Travail demandé -> Mettez à jour l'entretien sur la constitution, de « Claude Mashala : Bonjour » jusqu'à « soit carrément changée. », en remplaçant « pétition » par « requête », puis reproduisez ce passage.

Extrait du texte ->
Radio Okapi : Claude Mashala, bonjour.
Claude Mashala : Bonjour mon frère.
R.O. : Vous initiez une pétition pour la révision de la constitution. Qu’est ce que vous visez avec votre démarche et où comptez-vous avoir les signatures?
C.M. : J’aimerai d’abord apporter une précision. Il ne s’agit pas d’une pétition pour la révision de la constitution. Il s’agit du changement de la constitution parce que, si vous la lisez très bien, cette constitution là, vous allez voir que nulle part elle n’interdit à un groupe de citoyens, ayant constaté des iniquités contenues dans cette constitution là, puisse aussi demander, au lieu qu’elle soit révisée, mais qu’elle soit carrément changée.
R.O. : Devrait-on changer toutes les dispositions de la constitution, en partant du premier article au dernier? Au besoin, remonter jusqu’au déluge?
C.M. : Je ne pense pas qu’il y aura de déluge. S’agissant de la constitution elle-même, quand vous me dites que vous pensez changer les choses du premier au dernier article, mais pourquoi pas? Parce que d’entrée de jeu, si vous lisez l’article 2 de cette constitution, il dit que la République démocratique du Congo est composée ou constituée de 25 provinces plus la ville province de Kinshasa. Ce qui fait 26. Point. Et on énumère. On cite ces 26 provinces. Dites-moi, au jour d’aujourd’hui, un investisseur qui vient d’Indonésie, qui descend à l’aéroport de Ndjili, vous pose, vous Radio Okapi, la question : écoutez, j’aimerai prendre mon vol pour la province de la Mongala. Vous savez où se trouve la province de la Mongala ? Existe-t-elle? Il y a un gouverneur? Vous voyez des iniquités pareilles!
Et plus loin, dans l’article 4 de cette fameuse constitution toujours – nous l’appelons fameuse, je vais vous expliquer pourquoi – il est dit, dans le cadre des provinces à créer, on pourra faire soit un regroupement, ou disséquer certaines de ces provinces pour les provinces à créer. Déjà les 26 n’existent pas. Et on veut encore en créer d’autres imaginaires. Je crois que c’est quelque chose que nous devons éviter à chaque fois, de vouloir brandir aux yeux du monde comme étant la loi fondamentale, celle qui régit un aussi grand et beau pays.
Pourquoi je l’appelle fameuse constitution : vous savez très bien que l’actuelle constitution, c’est le fruit d’un compromis entre belligérants! Il fallait qu’il y ait la paix. Notre peuple n’avait pas de choix en 2005. Et à la rédaction de cette fameuse constitution, on a vu même participer des criminels! Je crois qu’un document déjà souillé au départ ne peut pas continuer à avoir le soutien populaire. Nous, nous voulons une constitution qui soit dynamique, qui s’adapte aux enjeux de l’heure, aux urgences de l’heure. C’est à dire, à la cohésion nationale.

Données fournies ->
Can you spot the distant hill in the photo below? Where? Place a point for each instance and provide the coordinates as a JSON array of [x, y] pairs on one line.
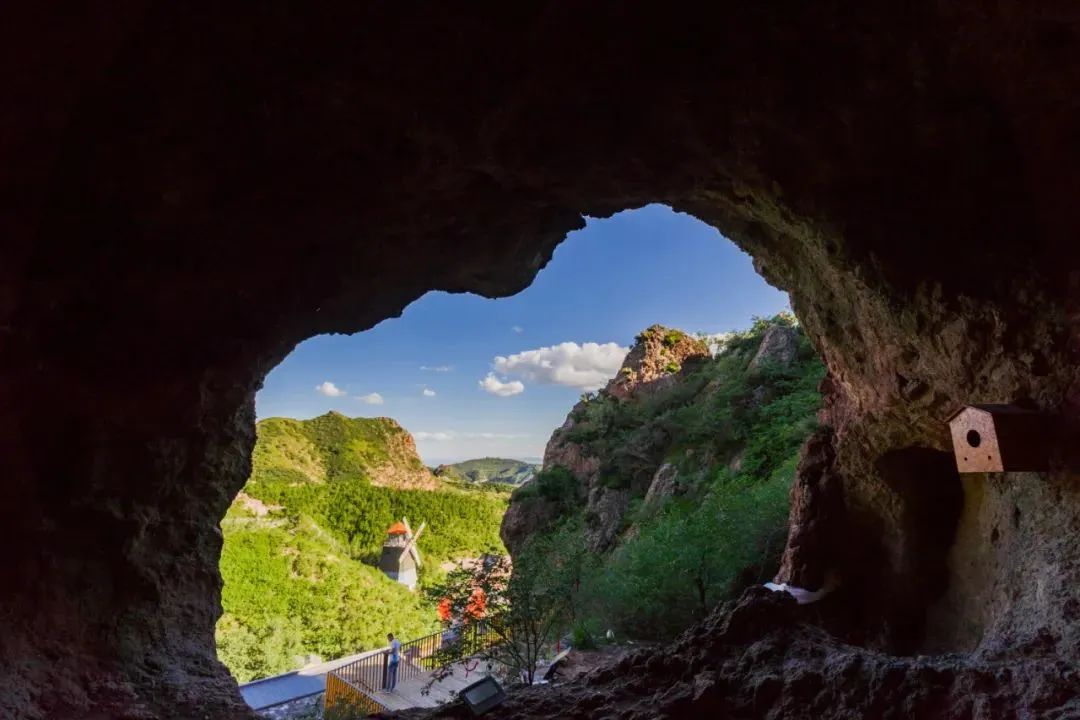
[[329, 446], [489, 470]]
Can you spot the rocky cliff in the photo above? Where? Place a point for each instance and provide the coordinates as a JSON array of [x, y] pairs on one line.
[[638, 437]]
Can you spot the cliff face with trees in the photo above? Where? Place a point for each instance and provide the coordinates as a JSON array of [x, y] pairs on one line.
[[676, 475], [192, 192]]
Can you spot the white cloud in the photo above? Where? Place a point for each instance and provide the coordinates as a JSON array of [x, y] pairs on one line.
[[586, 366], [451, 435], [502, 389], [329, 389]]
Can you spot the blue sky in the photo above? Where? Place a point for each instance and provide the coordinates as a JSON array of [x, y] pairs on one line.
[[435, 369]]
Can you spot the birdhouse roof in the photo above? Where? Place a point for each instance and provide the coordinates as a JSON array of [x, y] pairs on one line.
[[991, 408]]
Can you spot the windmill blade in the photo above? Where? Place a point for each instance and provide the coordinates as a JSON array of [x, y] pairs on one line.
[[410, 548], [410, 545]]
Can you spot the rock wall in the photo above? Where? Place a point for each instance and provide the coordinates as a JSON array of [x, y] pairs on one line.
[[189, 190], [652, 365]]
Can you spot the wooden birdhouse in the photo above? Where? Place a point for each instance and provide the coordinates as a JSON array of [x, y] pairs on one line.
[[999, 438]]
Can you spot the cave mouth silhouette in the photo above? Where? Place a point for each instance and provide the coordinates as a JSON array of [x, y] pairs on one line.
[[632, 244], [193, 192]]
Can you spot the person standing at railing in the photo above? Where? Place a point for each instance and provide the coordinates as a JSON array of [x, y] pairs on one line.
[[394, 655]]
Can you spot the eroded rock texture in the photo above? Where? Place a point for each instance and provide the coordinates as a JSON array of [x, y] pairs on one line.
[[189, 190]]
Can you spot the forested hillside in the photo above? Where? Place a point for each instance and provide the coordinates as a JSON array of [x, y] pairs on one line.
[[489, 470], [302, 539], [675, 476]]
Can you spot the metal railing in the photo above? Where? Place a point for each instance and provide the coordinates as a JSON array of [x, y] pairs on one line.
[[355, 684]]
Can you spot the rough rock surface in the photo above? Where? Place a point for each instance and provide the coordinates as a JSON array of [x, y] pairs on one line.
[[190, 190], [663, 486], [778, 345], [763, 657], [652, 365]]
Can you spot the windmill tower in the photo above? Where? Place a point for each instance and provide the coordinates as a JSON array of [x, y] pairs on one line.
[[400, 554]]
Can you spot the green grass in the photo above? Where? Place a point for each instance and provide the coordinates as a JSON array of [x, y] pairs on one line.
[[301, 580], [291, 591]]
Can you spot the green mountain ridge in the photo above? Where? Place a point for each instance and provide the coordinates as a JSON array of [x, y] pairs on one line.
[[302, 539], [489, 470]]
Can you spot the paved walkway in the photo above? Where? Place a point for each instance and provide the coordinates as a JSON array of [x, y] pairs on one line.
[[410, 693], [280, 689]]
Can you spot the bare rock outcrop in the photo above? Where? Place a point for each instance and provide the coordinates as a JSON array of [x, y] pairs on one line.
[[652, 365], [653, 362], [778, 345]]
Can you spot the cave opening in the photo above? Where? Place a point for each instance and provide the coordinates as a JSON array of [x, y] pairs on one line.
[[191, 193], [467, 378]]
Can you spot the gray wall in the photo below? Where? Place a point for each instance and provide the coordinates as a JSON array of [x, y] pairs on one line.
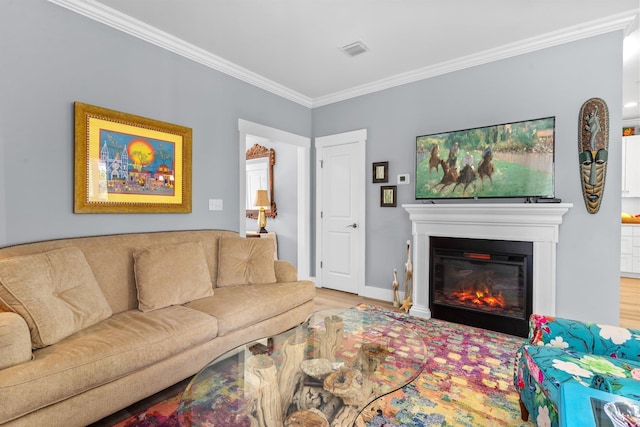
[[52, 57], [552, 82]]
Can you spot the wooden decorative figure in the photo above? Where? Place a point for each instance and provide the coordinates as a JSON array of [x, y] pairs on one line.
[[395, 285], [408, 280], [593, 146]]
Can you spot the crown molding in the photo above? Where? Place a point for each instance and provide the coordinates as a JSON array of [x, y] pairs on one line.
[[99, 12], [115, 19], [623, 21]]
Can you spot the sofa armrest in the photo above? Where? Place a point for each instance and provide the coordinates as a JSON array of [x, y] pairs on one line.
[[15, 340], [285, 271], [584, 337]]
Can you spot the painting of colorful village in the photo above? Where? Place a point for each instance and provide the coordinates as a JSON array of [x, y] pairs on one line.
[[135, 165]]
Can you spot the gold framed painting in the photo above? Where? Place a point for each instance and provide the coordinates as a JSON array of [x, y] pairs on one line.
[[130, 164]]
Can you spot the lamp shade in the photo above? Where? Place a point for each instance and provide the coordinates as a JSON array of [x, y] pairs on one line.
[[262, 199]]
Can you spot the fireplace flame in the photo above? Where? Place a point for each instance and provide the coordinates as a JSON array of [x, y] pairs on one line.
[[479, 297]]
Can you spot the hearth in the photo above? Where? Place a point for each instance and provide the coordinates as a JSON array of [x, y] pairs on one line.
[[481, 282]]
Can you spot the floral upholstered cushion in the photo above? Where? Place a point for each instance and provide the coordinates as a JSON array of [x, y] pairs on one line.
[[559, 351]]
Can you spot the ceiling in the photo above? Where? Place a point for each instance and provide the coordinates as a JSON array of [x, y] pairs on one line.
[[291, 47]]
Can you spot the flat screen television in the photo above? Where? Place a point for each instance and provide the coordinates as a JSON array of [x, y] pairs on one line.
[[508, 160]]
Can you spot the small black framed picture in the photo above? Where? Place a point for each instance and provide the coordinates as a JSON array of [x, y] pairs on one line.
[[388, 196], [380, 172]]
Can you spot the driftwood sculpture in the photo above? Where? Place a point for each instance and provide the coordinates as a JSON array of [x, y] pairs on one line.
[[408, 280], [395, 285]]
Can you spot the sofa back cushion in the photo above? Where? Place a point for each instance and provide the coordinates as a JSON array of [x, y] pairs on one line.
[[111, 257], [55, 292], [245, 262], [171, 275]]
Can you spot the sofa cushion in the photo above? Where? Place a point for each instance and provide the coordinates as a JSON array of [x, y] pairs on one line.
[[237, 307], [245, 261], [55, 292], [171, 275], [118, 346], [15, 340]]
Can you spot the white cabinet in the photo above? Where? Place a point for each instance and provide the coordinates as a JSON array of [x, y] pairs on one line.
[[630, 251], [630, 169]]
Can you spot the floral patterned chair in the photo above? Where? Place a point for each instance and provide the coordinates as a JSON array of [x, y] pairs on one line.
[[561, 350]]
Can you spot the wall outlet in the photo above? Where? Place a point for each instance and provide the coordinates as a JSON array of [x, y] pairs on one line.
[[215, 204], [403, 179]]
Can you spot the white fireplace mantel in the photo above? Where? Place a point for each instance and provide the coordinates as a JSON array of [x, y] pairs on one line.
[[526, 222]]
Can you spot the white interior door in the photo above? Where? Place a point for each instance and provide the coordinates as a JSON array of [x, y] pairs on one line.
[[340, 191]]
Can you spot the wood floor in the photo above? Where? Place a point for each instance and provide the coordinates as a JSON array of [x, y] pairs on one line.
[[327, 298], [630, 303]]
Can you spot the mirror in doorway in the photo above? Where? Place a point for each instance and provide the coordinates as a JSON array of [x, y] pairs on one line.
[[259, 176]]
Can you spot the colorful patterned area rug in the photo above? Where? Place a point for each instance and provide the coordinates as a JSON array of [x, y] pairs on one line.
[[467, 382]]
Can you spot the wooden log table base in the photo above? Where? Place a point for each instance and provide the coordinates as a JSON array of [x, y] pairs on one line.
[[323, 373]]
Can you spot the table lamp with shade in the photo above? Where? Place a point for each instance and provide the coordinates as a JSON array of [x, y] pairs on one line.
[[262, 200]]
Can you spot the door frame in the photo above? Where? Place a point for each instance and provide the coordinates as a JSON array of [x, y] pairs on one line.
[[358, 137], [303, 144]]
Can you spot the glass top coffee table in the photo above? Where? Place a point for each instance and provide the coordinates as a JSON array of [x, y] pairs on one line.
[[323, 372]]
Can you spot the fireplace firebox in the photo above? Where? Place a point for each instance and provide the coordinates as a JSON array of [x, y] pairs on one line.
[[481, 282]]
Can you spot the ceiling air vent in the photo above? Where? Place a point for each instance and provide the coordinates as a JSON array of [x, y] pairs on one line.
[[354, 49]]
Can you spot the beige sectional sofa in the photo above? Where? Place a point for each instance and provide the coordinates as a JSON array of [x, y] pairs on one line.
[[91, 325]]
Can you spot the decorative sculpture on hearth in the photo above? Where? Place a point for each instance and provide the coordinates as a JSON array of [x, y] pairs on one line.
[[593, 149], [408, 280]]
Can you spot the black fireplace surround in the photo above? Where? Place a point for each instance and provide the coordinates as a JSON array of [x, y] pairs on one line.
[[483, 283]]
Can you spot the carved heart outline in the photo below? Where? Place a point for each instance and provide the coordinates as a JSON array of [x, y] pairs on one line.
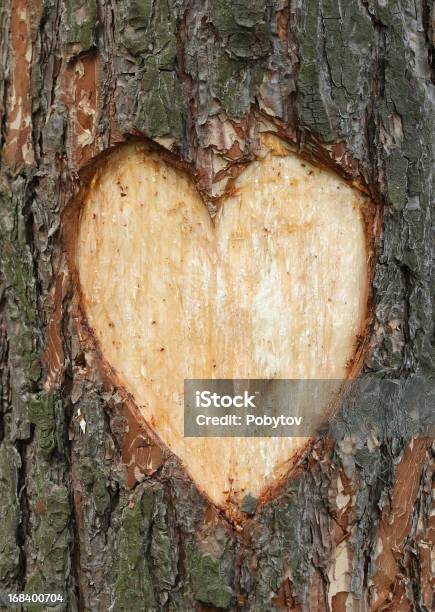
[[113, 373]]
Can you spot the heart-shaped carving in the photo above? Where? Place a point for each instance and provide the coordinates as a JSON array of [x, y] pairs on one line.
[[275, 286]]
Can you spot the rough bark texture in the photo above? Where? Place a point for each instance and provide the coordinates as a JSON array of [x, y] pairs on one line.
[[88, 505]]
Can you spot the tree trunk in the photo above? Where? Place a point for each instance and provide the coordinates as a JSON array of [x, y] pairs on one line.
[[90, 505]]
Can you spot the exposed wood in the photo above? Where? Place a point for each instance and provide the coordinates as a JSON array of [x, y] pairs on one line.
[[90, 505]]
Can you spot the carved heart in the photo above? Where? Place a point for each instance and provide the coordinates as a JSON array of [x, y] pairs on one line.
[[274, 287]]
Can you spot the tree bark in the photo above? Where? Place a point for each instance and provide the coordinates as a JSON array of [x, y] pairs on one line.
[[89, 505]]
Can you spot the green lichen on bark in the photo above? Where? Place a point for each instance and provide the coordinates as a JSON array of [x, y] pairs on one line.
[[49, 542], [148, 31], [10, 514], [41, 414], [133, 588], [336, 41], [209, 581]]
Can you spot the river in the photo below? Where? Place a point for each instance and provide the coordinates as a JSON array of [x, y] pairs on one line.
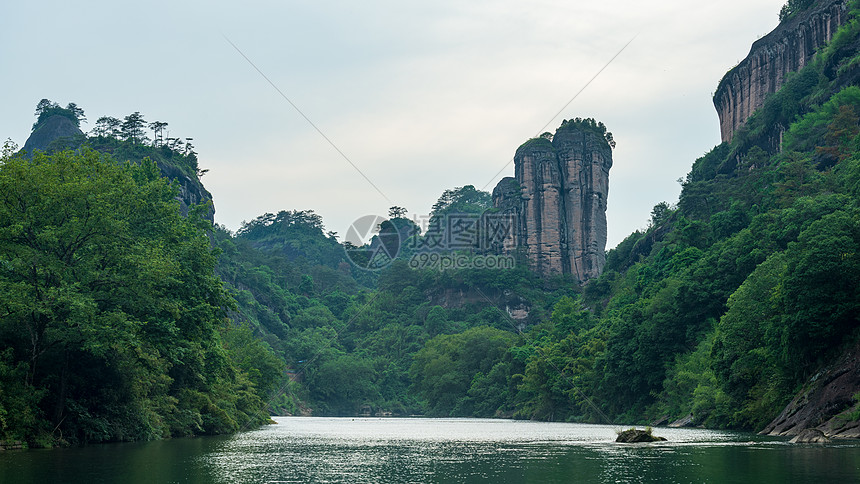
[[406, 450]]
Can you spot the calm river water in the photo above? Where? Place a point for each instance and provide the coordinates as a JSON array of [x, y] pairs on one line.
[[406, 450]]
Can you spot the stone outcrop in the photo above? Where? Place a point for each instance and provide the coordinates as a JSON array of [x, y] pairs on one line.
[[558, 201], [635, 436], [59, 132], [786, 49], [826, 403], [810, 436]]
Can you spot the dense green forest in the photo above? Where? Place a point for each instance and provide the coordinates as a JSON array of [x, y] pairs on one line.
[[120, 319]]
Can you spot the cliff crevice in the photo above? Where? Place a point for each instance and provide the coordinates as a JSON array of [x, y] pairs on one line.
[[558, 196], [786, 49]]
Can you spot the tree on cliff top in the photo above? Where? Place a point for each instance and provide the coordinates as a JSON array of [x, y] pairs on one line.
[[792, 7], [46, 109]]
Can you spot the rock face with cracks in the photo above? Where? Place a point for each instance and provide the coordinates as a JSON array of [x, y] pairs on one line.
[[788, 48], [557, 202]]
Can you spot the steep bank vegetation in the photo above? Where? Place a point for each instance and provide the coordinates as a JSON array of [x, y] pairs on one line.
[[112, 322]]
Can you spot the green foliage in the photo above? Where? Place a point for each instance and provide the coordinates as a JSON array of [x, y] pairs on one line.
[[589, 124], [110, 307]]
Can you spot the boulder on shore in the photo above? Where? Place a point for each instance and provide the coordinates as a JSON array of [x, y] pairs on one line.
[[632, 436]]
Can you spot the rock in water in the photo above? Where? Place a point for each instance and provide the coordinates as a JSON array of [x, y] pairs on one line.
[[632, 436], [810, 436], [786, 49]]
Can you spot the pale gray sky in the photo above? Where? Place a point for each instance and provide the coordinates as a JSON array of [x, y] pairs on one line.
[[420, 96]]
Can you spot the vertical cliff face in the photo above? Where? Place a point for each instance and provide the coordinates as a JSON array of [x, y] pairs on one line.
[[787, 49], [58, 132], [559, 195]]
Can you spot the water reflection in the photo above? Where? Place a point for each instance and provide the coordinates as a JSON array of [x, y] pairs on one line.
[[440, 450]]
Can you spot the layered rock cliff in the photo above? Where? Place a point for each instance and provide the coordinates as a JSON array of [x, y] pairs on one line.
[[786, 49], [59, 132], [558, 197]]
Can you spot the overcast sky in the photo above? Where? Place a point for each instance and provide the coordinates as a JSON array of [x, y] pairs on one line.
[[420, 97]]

Résultat ->
Claude Mashala : Bonjour mon frère.
R.O. : Vous initiez une requête pour la révision de la constitution. Qu’est ce que vous visez avec votre démarche et où comptez-vous avoir les signatures?
C.M. : J’aimerai d’abord apporter une précision. Il ne s’agit pas d’une requête pour la révision de la constitution. Il s’agit du changement de la constitution parce que, si vous la lisez très bien, cette constitution là, vous allez voir que nulle part elle n’interdit à un groupe de citoyens, ayant constaté des iniquités contenues dans cette constitution là, puisse aussi demander, au lieu qu’elle soit révisée, mais qu’elle soit carrément changée.